List each line of the items below that contains the word "running".

------------------------

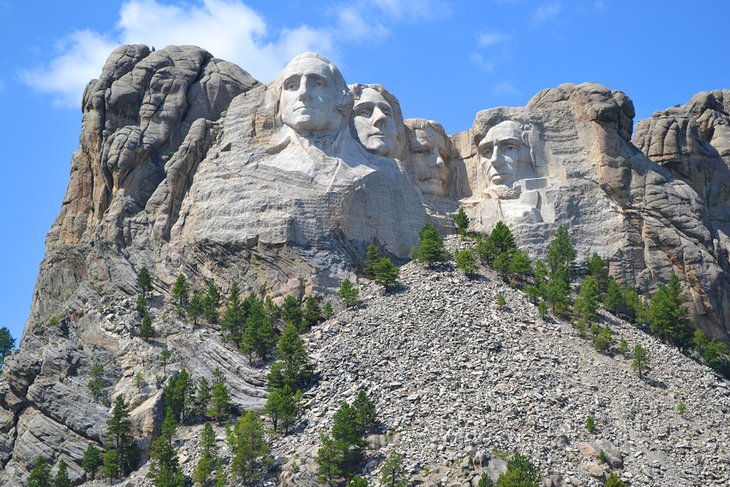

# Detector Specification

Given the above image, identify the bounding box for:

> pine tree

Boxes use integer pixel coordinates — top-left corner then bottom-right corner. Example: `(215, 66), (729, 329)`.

(81, 443), (102, 480)
(647, 273), (691, 347)
(0, 326), (15, 369)
(373, 257), (400, 292)
(203, 283), (221, 323)
(380, 452), (408, 487)
(193, 423), (218, 487)
(362, 243), (383, 279)
(228, 411), (273, 485)
(137, 267), (152, 293)
(454, 249), (479, 276)
(300, 295), (322, 332)
(172, 273), (190, 308)
(208, 369), (231, 423)
(415, 223), (448, 266)
(139, 313), (157, 342)
(53, 460), (71, 487)
(631, 344), (650, 378)
(104, 395), (139, 478)
(147, 407), (185, 487)
(454, 208), (469, 236)
(28, 457), (51, 487)
(339, 279), (360, 308)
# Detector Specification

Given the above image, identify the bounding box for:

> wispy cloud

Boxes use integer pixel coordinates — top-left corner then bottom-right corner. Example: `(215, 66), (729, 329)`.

(477, 32), (510, 47)
(492, 81), (520, 97)
(532, 2), (563, 24)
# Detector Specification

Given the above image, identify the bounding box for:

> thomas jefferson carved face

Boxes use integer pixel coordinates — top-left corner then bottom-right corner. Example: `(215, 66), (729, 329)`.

(279, 54), (346, 134)
(353, 88), (397, 157)
(479, 121), (532, 193)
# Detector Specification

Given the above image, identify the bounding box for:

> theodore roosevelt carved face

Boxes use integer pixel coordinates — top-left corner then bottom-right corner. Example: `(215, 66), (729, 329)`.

(353, 85), (397, 157)
(279, 53), (352, 135)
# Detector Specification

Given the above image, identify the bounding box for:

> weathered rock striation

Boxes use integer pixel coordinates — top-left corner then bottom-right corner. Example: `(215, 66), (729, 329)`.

(0, 45), (730, 485)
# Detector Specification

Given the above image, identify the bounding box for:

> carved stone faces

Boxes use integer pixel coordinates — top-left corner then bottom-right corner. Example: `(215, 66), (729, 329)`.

(353, 87), (397, 157)
(479, 120), (534, 198)
(279, 53), (352, 134)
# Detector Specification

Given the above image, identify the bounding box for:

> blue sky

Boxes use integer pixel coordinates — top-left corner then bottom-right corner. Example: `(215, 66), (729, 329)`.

(0, 0), (730, 344)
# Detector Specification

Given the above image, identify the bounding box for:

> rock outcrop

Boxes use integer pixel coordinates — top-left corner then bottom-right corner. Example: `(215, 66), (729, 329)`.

(0, 45), (730, 485)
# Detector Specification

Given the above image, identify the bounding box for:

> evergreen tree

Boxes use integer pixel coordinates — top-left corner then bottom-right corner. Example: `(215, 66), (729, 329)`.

(172, 273), (190, 308)
(147, 407), (185, 487)
(362, 243), (383, 279)
(203, 283), (221, 323)
(647, 273), (691, 347)
(185, 291), (205, 325)
(104, 395), (139, 478)
(631, 344), (650, 378)
(373, 257), (400, 292)
(208, 369), (231, 423)
(300, 295), (322, 332)
(137, 267), (152, 293)
(53, 460), (71, 487)
(228, 411), (273, 485)
(415, 223), (448, 266)
(86, 362), (106, 401)
(454, 208), (469, 237)
(81, 443), (102, 480)
(546, 226), (578, 283)
(380, 452), (408, 487)
(573, 276), (600, 324)
(139, 313), (157, 342)
(339, 279), (360, 308)
(0, 326), (15, 369)
(28, 457), (51, 487)
(454, 249), (479, 276)
(193, 423), (218, 487)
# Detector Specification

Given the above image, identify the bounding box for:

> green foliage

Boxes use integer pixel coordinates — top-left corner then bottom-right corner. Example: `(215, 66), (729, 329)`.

(647, 273), (690, 347)
(339, 279), (361, 308)
(606, 472), (629, 487)
(380, 451), (408, 487)
(208, 368), (231, 423)
(228, 411), (273, 485)
(193, 423), (218, 487)
(573, 276), (600, 324)
(0, 326), (15, 368)
(300, 295), (322, 332)
(454, 208), (469, 236)
(415, 223), (448, 266)
(373, 257), (400, 292)
(631, 343), (651, 378)
(454, 249), (479, 276)
(86, 362), (106, 401)
(53, 460), (71, 487)
(28, 457), (51, 487)
(104, 394), (139, 478)
(203, 283), (221, 323)
(545, 226), (577, 282)
(81, 443), (102, 480)
(137, 267), (152, 293)
(496, 453), (540, 487)
(147, 407), (185, 487)
(172, 273), (190, 308)
(586, 416), (596, 433)
(362, 243), (383, 279)
(139, 313), (157, 342)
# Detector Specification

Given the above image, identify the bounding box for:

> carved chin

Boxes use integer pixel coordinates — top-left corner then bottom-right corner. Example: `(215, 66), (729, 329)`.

(484, 184), (522, 200)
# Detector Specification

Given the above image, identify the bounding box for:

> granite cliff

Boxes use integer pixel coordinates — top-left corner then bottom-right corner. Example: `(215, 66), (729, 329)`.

(0, 45), (730, 485)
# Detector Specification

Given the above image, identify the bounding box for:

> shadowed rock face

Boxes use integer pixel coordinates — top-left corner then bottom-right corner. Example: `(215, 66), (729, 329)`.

(0, 45), (730, 485)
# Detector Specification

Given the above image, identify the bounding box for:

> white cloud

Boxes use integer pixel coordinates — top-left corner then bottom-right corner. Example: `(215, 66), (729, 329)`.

(20, 0), (334, 107)
(477, 32), (509, 47)
(492, 81), (520, 96)
(532, 2), (563, 24)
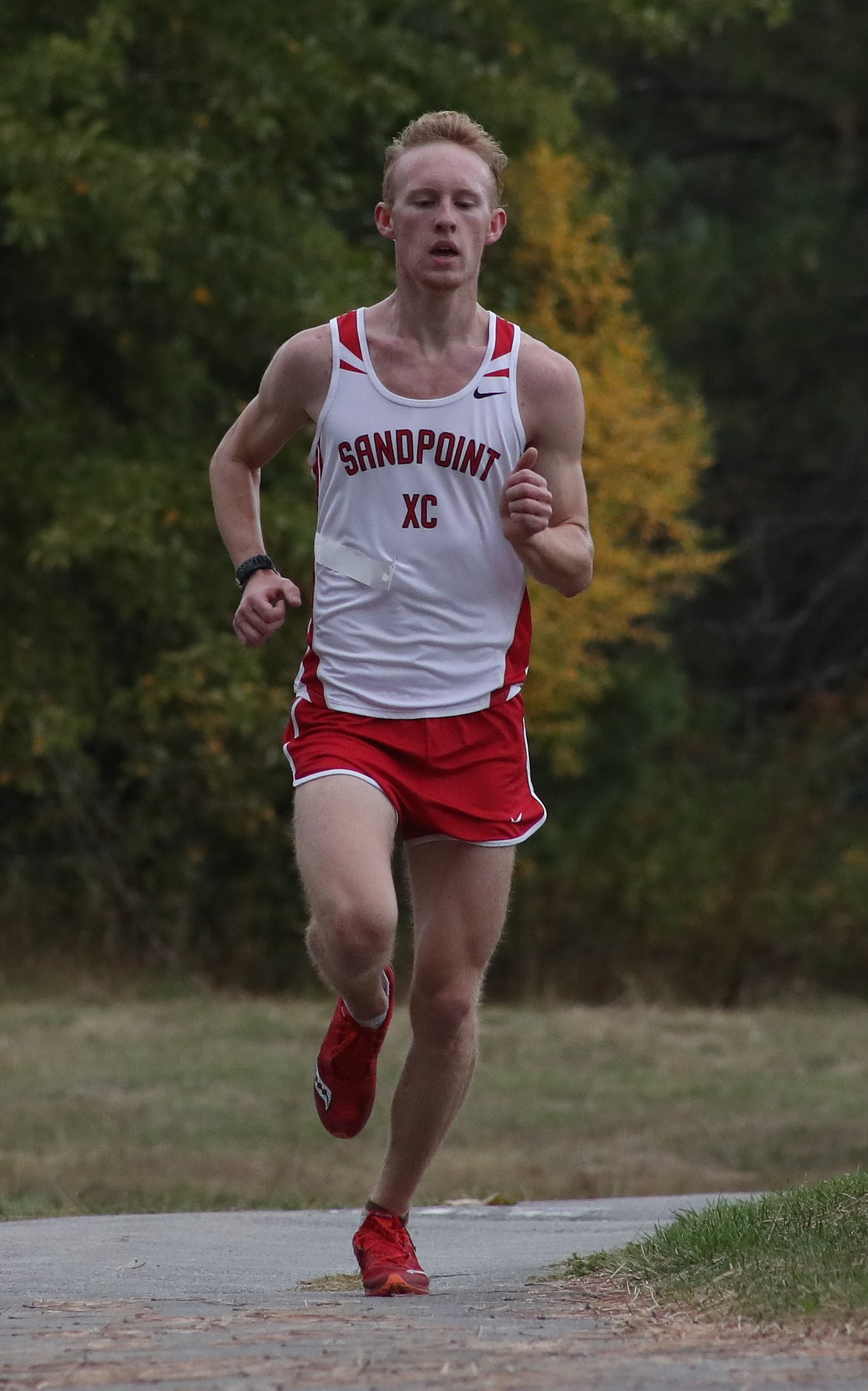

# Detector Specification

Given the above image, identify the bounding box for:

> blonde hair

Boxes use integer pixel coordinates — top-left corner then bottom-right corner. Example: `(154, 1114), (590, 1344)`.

(383, 111), (507, 205)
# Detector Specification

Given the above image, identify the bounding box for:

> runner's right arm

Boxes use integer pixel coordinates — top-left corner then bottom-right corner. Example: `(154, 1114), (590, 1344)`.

(210, 324), (331, 647)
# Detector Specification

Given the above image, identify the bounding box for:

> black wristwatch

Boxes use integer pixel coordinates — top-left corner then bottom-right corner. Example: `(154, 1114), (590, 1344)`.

(235, 555), (280, 590)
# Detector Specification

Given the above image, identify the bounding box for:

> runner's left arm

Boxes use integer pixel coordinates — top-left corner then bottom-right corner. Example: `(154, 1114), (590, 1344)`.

(501, 340), (594, 598)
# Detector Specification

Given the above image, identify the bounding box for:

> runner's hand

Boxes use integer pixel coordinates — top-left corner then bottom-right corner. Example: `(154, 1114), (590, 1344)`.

(501, 448), (552, 545)
(232, 570), (302, 647)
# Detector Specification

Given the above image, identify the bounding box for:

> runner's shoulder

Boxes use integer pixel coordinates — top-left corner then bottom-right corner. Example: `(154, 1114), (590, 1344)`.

(269, 324), (331, 375)
(260, 324), (331, 412)
(518, 332), (582, 410)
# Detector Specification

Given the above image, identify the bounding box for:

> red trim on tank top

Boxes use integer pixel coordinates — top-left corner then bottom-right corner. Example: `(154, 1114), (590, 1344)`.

(490, 588), (533, 706)
(338, 309), (364, 358)
(485, 316), (515, 358)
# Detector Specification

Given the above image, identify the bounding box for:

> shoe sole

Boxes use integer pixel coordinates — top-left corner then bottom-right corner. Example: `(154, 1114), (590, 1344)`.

(364, 1272), (429, 1299)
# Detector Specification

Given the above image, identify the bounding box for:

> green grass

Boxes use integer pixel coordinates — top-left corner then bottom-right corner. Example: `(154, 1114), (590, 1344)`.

(0, 986), (868, 1217)
(568, 1170), (868, 1320)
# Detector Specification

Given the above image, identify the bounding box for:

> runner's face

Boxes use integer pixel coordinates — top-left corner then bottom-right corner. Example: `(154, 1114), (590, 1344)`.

(375, 142), (507, 289)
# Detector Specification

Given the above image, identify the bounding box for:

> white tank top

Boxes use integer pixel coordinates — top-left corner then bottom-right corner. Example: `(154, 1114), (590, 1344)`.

(295, 309), (530, 719)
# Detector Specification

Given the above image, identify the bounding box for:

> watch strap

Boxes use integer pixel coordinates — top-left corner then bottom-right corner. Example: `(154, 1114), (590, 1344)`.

(235, 555), (280, 590)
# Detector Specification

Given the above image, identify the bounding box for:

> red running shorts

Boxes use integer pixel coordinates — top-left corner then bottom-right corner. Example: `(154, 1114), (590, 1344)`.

(284, 696), (545, 846)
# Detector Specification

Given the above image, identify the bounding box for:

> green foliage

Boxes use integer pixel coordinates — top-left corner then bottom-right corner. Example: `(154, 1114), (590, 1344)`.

(0, 0), (868, 1000)
(568, 1170), (868, 1320)
(496, 654), (868, 1006)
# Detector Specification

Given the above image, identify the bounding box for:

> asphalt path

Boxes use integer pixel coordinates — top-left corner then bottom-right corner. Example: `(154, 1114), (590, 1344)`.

(0, 1195), (868, 1391)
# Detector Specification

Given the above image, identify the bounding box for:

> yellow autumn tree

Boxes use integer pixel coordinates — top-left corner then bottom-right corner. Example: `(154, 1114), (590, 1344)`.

(509, 145), (723, 758)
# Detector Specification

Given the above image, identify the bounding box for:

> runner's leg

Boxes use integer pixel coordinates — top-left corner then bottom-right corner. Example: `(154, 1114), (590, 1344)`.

(372, 841), (515, 1213)
(295, 774), (398, 1019)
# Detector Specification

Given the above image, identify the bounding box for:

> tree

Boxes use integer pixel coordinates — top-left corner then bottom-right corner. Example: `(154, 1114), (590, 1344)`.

(498, 145), (720, 754)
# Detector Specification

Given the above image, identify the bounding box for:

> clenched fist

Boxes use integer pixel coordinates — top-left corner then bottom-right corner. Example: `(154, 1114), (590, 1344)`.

(232, 570), (302, 647)
(501, 448), (552, 545)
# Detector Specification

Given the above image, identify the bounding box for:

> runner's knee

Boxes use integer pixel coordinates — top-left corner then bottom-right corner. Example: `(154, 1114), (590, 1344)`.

(309, 901), (396, 975)
(410, 982), (479, 1046)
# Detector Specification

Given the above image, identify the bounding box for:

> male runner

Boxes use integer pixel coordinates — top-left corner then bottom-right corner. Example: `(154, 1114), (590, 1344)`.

(211, 111), (593, 1295)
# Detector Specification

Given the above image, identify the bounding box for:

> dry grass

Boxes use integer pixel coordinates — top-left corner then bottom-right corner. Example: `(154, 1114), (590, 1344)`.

(0, 995), (868, 1216)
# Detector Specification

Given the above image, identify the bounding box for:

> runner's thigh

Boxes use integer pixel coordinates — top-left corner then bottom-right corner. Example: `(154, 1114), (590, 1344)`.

(407, 841), (515, 985)
(295, 774), (398, 921)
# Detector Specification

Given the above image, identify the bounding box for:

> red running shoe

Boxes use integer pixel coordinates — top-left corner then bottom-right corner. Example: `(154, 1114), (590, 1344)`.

(313, 965), (395, 1140)
(353, 1211), (429, 1295)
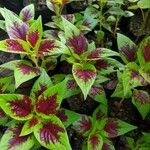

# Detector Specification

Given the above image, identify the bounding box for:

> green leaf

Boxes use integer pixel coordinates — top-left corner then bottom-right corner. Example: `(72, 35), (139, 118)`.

(72, 63), (96, 99)
(0, 76), (13, 93)
(101, 118), (137, 138)
(20, 117), (40, 136)
(0, 60), (22, 70)
(122, 70), (131, 97)
(73, 115), (92, 137)
(19, 4), (35, 22)
(64, 75), (81, 99)
(88, 134), (103, 150)
(35, 82), (65, 119)
(137, 36), (150, 67)
(57, 108), (81, 128)
(102, 138), (115, 150)
(30, 69), (52, 99)
(137, 0), (150, 9)
(132, 90), (150, 119)
(34, 116), (71, 150)
(62, 17), (80, 39)
(117, 33), (136, 64)
(0, 124), (35, 150)
(14, 61), (41, 88)
(0, 94), (33, 120)
(92, 104), (108, 121)
(26, 16), (43, 52)
(89, 84), (107, 105)
(0, 39), (30, 54)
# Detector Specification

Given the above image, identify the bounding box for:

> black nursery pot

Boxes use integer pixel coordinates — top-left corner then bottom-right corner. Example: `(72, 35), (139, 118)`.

(0, 0), (23, 13)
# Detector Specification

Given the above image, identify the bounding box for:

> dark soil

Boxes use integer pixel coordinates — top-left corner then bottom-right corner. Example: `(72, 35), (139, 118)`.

(0, 0), (150, 150)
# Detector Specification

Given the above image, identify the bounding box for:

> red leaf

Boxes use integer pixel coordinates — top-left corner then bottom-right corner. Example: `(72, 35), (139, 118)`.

(8, 96), (33, 117)
(9, 22), (28, 41)
(22, 9), (33, 22)
(75, 69), (95, 82)
(57, 110), (68, 122)
(17, 63), (40, 75)
(89, 135), (100, 150)
(38, 40), (59, 55)
(28, 30), (39, 47)
(95, 60), (110, 70)
(102, 143), (111, 150)
(40, 122), (65, 144)
(35, 84), (47, 98)
(104, 118), (119, 137)
(36, 94), (59, 115)
(6, 39), (25, 52)
(120, 44), (136, 62)
(0, 108), (6, 118)
(67, 34), (88, 55)
(8, 124), (29, 149)
(67, 79), (78, 89)
(131, 70), (148, 86)
(143, 41), (150, 62)
(133, 90), (150, 105)
(29, 117), (38, 128)
(79, 116), (92, 133)
(90, 86), (103, 96)
(0, 83), (4, 94)
(87, 49), (101, 59)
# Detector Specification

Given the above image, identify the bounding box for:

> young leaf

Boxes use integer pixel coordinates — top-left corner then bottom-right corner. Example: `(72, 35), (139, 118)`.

(73, 115), (92, 136)
(132, 90), (150, 119)
(101, 118), (136, 138)
(19, 4), (35, 22)
(102, 138), (115, 150)
(64, 75), (81, 99)
(72, 63), (96, 99)
(35, 82), (64, 118)
(62, 17), (80, 39)
(89, 84), (107, 105)
(0, 76), (13, 94)
(66, 34), (88, 56)
(30, 70), (52, 100)
(117, 33), (136, 63)
(137, 0), (150, 9)
(0, 108), (8, 126)
(92, 104), (108, 121)
(137, 36), (150, 66)
(20, 117), (39, 136)
(0, 60), (22, 70)
(26, 17), (43, 50)
(0, 94), (33, 120)
(88, 134), (103, 150)
(57, 108), (81, 128)
(37, 39), (68, 56)
(0, 39), (30, 54)
(0, 124), (35, 150)
(4, 8), (28, 40)
(34, 116), (71, 150)
(14, 61), (41, 88)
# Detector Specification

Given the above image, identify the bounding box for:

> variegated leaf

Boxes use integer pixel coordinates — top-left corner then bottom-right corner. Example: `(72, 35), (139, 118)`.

------------------------

WRITTEN SOLUTION:
> red running shorts
> red running shoe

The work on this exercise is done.